**PAGE EXCERPT**
##########
Next, we are creating the function to predict the next word based on the input words (or seed text). We will first tokenize the seed text, pad the sequences and pass into the trained model to get predicted word. The multiple predicted words can be appended together to get predicted sequence.

In [544]:
def generate_text(seed_text, next_words, model, max_sequence_len):
    for _ in range(next_words):
        token_list = tokenizer.texts_to_sequences([seed_text])[0]
        token_list = pad_sequences([token_list], maxlen=max_sequence_len-1, padding='pre')
        predicted = model.predict_classes(token_list, verbose=0)
        
        output_word = ""
        for word,index in tokenizer.word_index.items():
            if index == predicted:
                output_word = word
                break
        seed_text += " "+output_word
    return seed_text.title()

## 6. Results

In our results, we are comparing running this model through 1 epoch and 100 epoch. we have asked the model to predict the 5 words following a specific word we have identified (in this case: Trump). 

#### Results for 1 Epoch

In [545]:
print (generate_text("Trump", 5, model, max_sequence_len))

Trump Gopdeb Gopdeb Gopdeb Gopdeb Gopdeb


#### Results for 100 Epochs

In [12]:
print (generate_text("Trump", 5, model, max_sequence_len))

Trump Gopdebate Gopdebate Gopdebate Gopdebate Gopdebate


Surprisingly, we generate results that are all the same (5 predicted words). In addition, increasing the number of training epochs doesn't help our model. The model is not capable of generating a languague model, even with 100 epochs (that ran for over 12 hours). In addition, the resulting word is Gopdebate or Gopdeb, thus, we can infer that the words weren't filtered out completely and that having them present in the dataset, skews the results.
##########
**PROBLEM SET**
(a) In the excerpt on text generation, how long did the 100-epoch training run take?
(b) Copy word for word the part of the excerpt on text generation from "## 6. Results" to "this case: Trump).".
The lines after this point are separate material, unrelated to the excerpt on text generation.

**ENTRIES PROVIDED**
##########
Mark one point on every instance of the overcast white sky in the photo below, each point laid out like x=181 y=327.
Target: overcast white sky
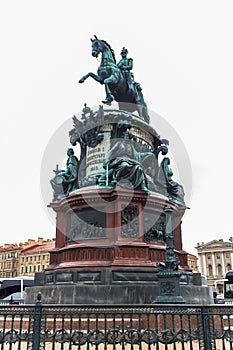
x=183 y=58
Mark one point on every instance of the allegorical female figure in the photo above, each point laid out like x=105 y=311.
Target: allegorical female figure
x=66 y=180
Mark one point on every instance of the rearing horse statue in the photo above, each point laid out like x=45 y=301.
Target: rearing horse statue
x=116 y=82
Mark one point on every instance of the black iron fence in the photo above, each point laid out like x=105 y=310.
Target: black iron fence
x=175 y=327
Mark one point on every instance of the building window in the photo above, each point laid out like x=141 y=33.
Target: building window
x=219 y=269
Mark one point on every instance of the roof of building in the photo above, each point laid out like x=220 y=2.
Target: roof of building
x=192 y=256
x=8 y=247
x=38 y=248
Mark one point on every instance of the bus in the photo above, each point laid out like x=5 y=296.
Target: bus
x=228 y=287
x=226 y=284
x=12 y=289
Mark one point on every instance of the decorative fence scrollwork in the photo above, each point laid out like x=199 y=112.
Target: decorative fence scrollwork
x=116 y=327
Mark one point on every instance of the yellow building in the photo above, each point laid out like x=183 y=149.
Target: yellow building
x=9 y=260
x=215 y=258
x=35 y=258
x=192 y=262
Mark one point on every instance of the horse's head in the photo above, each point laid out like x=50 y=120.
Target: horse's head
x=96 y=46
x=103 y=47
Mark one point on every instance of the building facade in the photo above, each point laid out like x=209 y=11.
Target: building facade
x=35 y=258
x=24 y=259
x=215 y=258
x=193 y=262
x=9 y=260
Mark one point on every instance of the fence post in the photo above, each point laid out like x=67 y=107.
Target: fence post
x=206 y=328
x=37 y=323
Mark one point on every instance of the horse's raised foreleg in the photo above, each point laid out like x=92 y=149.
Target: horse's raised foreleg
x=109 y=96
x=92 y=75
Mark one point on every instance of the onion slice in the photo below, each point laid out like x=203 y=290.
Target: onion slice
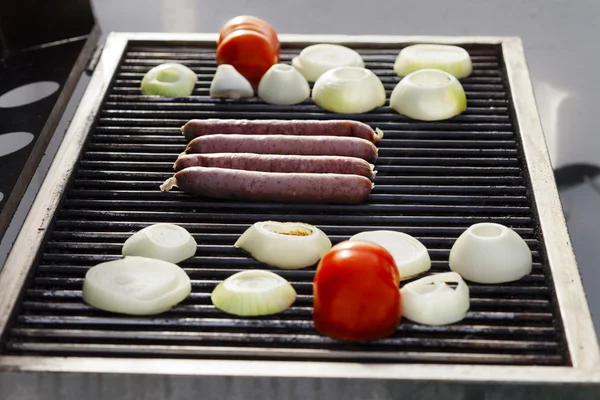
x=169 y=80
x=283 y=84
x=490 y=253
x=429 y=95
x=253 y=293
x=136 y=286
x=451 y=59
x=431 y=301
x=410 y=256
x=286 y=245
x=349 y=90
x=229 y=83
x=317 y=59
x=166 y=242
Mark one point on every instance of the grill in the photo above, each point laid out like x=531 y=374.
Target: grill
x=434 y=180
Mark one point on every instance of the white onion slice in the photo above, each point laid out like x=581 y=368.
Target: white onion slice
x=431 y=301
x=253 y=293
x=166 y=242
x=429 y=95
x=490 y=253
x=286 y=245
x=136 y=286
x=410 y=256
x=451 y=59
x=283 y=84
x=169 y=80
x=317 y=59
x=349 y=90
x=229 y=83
##########
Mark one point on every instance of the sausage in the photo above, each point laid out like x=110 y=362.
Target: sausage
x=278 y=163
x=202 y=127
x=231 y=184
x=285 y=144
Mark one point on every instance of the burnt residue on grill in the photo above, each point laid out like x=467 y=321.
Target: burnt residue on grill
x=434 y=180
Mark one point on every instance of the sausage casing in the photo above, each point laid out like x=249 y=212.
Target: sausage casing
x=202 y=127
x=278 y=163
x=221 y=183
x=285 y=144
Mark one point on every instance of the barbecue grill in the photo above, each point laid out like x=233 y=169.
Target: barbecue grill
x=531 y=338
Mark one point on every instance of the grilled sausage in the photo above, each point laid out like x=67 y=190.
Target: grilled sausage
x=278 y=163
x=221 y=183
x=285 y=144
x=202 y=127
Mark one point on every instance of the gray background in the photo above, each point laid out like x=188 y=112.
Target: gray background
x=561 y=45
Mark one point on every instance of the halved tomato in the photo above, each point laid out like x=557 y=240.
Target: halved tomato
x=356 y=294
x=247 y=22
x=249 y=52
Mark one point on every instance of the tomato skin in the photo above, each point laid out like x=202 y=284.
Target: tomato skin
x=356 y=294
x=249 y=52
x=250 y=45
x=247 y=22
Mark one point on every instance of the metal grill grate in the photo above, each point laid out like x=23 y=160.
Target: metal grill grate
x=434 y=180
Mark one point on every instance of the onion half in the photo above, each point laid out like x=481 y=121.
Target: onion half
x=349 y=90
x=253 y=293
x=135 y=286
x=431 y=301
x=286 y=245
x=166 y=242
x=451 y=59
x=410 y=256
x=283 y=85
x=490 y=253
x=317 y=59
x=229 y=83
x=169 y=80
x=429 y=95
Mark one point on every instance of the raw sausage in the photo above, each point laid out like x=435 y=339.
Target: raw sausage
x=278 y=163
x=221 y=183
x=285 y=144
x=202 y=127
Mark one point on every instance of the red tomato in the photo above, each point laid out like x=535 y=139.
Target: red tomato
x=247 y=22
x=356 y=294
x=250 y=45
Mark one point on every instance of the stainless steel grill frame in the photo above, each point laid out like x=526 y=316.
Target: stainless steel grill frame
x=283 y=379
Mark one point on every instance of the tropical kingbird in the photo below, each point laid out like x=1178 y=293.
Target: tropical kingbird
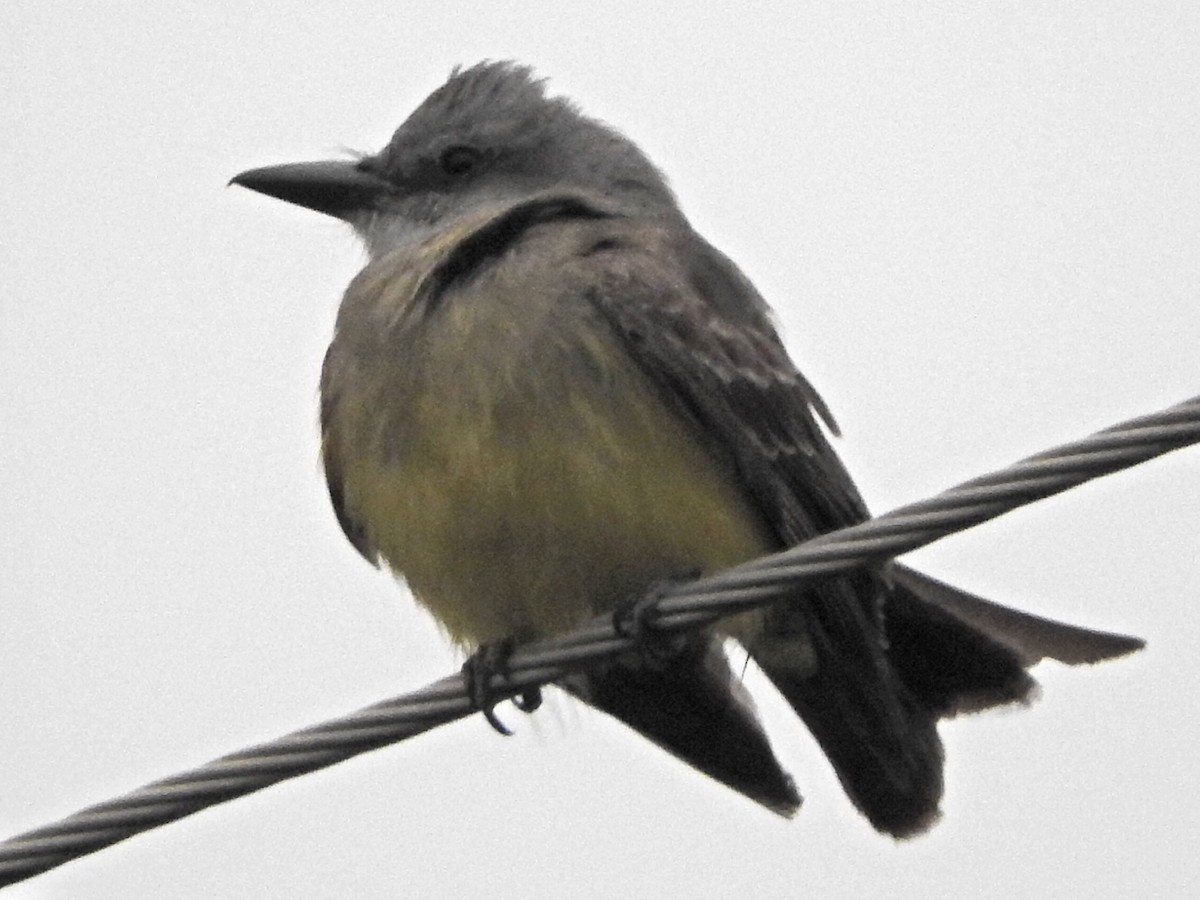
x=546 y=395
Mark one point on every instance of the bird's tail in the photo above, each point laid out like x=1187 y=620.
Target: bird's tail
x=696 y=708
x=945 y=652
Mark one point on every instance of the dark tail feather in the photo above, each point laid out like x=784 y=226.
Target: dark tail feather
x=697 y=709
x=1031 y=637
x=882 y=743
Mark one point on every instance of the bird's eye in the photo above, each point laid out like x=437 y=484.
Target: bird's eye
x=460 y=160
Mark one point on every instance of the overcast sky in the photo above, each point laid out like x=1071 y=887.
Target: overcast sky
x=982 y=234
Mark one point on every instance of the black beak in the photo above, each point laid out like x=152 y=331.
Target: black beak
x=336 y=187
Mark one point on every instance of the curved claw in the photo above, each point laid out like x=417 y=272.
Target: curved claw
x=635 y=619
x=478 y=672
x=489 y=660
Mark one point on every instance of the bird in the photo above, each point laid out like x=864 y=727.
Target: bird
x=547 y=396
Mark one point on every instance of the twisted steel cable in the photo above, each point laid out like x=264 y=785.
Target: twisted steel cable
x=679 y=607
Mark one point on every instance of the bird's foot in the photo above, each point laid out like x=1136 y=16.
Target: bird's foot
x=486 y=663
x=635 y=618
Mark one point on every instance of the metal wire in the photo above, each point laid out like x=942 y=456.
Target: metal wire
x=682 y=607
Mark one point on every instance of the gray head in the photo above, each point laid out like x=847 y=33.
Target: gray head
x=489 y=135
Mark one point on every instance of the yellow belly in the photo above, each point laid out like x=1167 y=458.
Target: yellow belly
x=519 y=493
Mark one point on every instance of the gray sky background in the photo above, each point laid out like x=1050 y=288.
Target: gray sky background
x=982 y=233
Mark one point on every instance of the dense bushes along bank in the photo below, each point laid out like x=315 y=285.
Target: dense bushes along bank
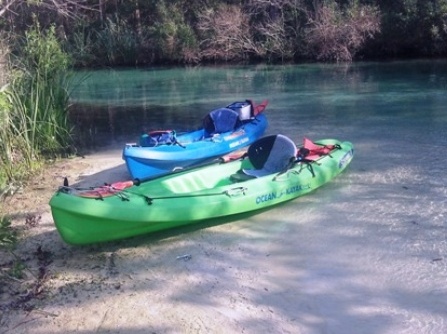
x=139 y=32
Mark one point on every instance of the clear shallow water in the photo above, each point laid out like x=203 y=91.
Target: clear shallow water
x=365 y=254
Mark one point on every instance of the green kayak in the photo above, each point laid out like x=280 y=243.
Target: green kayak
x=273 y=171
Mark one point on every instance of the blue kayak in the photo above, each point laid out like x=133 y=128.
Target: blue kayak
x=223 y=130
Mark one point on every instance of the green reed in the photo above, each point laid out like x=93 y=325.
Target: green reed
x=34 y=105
##########
**SOLUTION SET**
(a) Over 12 hours.

(b)
## 6. Results

In our results, we are comparing running this model through 1 epoch and 100 epoch. we have asked the model to predict the 5 words following a specific word we have identified (in this case: Trump).